• **Goal**
Transcribe the lines below verbatim, skipping the images.

>> Begin Provided information

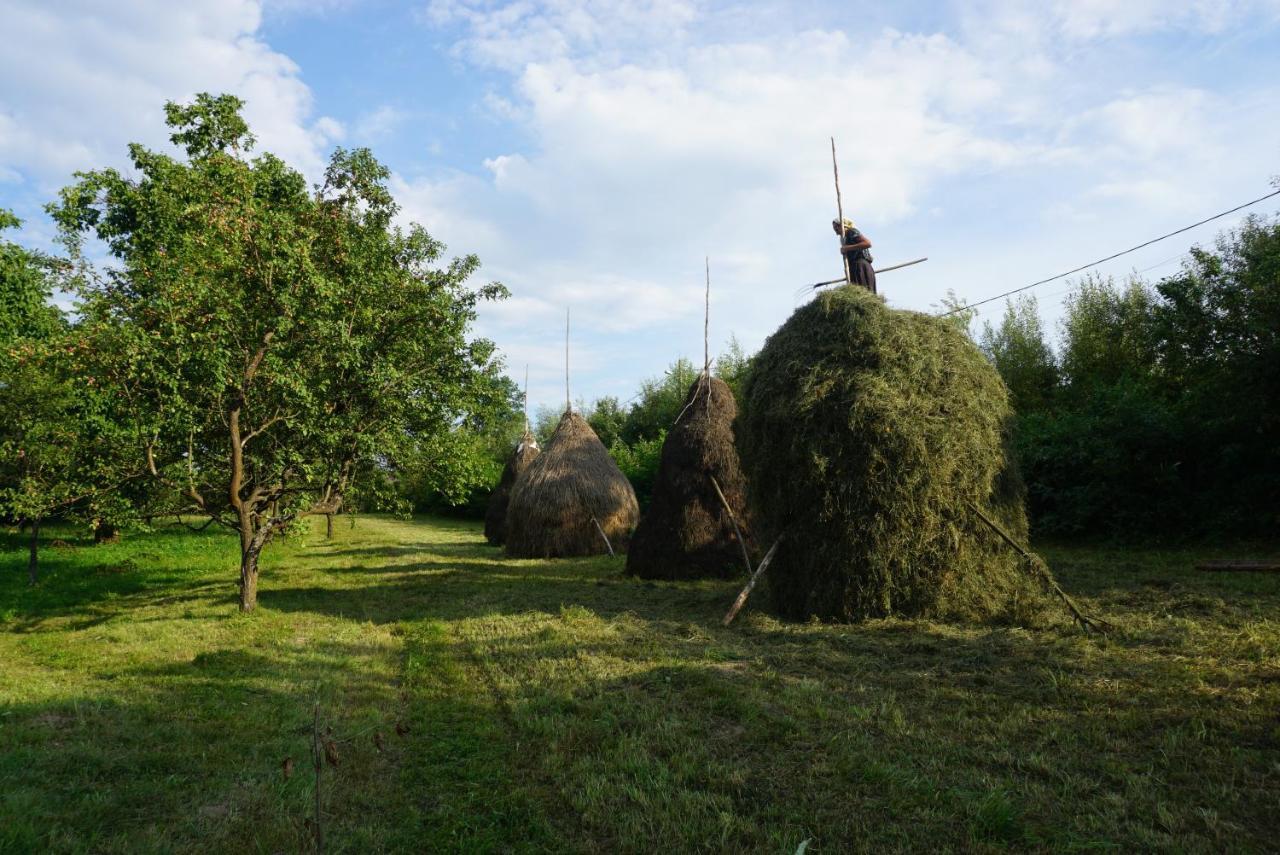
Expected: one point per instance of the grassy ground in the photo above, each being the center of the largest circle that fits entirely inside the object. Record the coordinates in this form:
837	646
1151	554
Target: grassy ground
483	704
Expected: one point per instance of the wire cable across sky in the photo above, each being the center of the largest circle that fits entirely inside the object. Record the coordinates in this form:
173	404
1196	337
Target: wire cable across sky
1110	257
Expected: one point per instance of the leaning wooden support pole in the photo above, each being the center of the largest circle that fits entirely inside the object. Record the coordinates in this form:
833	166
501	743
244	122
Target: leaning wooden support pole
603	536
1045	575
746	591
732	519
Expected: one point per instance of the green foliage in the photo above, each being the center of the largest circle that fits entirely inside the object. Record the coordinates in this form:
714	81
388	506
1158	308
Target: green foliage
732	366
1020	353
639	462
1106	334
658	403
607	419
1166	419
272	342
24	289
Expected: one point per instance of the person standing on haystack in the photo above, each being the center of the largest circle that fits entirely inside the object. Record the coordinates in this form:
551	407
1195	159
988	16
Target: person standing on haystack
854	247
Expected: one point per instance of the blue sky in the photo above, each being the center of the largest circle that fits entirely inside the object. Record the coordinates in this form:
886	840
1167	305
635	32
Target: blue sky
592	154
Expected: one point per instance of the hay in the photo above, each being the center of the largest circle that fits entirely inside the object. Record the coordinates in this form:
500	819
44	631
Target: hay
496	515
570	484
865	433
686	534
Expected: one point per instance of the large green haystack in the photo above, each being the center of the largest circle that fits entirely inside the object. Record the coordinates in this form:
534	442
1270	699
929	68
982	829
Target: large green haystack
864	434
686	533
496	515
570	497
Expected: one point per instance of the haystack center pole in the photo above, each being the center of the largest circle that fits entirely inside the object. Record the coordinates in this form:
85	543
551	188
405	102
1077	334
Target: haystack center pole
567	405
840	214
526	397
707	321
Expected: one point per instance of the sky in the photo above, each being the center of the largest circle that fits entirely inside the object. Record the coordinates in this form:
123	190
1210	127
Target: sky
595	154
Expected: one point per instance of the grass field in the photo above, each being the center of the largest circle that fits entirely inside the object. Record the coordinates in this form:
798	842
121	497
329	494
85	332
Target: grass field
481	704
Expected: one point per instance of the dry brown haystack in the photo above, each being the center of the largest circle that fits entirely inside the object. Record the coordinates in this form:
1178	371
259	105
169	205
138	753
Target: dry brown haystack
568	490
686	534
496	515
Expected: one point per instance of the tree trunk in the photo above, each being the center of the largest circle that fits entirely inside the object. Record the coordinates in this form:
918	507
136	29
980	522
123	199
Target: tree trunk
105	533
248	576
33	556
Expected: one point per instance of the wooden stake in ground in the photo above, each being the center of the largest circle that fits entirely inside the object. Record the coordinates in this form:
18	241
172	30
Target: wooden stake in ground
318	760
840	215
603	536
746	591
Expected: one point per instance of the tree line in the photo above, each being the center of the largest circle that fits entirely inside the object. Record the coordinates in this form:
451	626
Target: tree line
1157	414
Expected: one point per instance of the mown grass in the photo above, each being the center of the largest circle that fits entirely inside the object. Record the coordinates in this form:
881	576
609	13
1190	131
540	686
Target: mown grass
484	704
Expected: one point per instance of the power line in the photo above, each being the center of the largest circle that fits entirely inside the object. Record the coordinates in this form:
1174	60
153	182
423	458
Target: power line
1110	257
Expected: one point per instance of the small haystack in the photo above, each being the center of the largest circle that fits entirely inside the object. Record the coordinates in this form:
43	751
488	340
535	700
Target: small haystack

>> End Provided information

• **Exercise output**
Expected: one point per instance of the grassy ground in the photo above, each being the center of the largest circle that fits entirely inside the object. Record the coordinates in this form:
837	646
1151	554
Target: grassy ground
483	704
Expected: one point per instance of the wire cable across sky in the photo above, each being the center of the largest circle that fits entirely inside the object. Record the coordinates in this form:
173	404
1196	337
Target: wire cable across sky
1110	257
Expected: one point per instance of the leaning wooden support pole in the photo above, each being the center of the largest circle that fits entirely inside the object. Record the coordinates in this form:
833	166
501	743
244	122
Target: leaning wooden support pole
603	536
1045	575
746	591
732	519
Expected: one point per instance of the green foliage in the photo above, each being the center of the largest circle that fits entirely inside the object. Record the coordinates in this form:
714	81
388	506
1158	308
Target: green foliage
732	366
1020	353
639	462
1106	334
658	403
607	419
1166	419
272	342
24	289
Expected: one point per instance of the person standing on haystack in the photo above, each being the center of the largest circle that fits entirely inside the object. Record the coordinates in this form:
551	407
1195	159
988	16
Target: person standing on haystack
854	247
Expected: one point per instance of the blue sky in the photo above, each being the center of the largest circle that fits entirely inside the object. Record the coordinates in this form:
886	840
1167	305
635	32
Target: blue sky
592	154
Expected: one point per instance of the hay in the photo above, each being the center of the largest circle that fits entirely inside the object. Record the coordinates in this form:
500	819
44	631
Target: hay
496	515
570	484
865	433
686	534
Expected: one point per instance of the large green haystack in the photo above, each being the center of the largest circle that fits entirely inside the object. Record the coordinates in this form:
534	442
1270	699
929	68
982	829
Target: large green haystack
864	434
686	533
496	515
570	497
Expected: one point per instance of the haystack center pole in the photo above, each being the center of the largest circle that fits entirely inside the object. Record the coordinates in this form:
85	543
551	188
405	102
1077	334
Target: haystack center pole
567	405
840	214
526	397
707	321
Expected: one point per instance of the sky in the photo above, each being the center of the largest circle that fits entirely inside the object. Record the coordinates in this form:
123	190
1210	127
Target: sky
595	154
Expected: one point per instance of the grass field in the photo above, each being the center of the largest circle that fits entirely inside the object. Record the coordinates in this form:
798	842
121	497
329	494
85	332
Target: grass field
481	704
Expected: one point per instance of the dry brown haystack in the photo above, each being the center of the largest circle that fits entirely inside the object. Record the coordinates in this form:
1178	371
259	105
169	205
138	753
Target: dry brown haystack
568	490
686	534
496	515
Expected: one point per instance of the tree trunk in the photo above, each being the center of the largest circle that fits entirely inside the object. Record the coordinates in this form:
918	507
136	29
980	522
123	199
Target: tree trunk
105	533
248	576
33	556
Expected: one point per instance of the wooden stake in ground in the photo above, each being the center of the largest circle that fits entirely inside the object. Record the coordinates in this form:
18	241
172	30
Target: wooden stake in ground
318	760
840	215
603	536
746	591
Expected: one point per instance of the tree line in the photo above, each being the center of the largest circle that fits entirely inside the object. Record the coordinates in this form:
451	626
Target: tree line
1157	414
Expected: one point per instance of the mown grass in the photo above, each being the center of the largest circle that fits entirely inside the object. Record the coordinates in this form:
881	576
609	13
1190	131
540	686
Target: mown grass
484	704
Expected: one point per instance of the power line in the photo above, each being the center of the largest circle that fits entirely inside the object. Record the coordinates in this form:
1174	60
153	182
423	458
Target: power line
1110	257
Expected: one point per instance of the small haystack in the photo above, each being the center of the largest circle that fits entirely inside the object. Record the coordinates in this form:
43	751
488	340
535	700
Target: small haystack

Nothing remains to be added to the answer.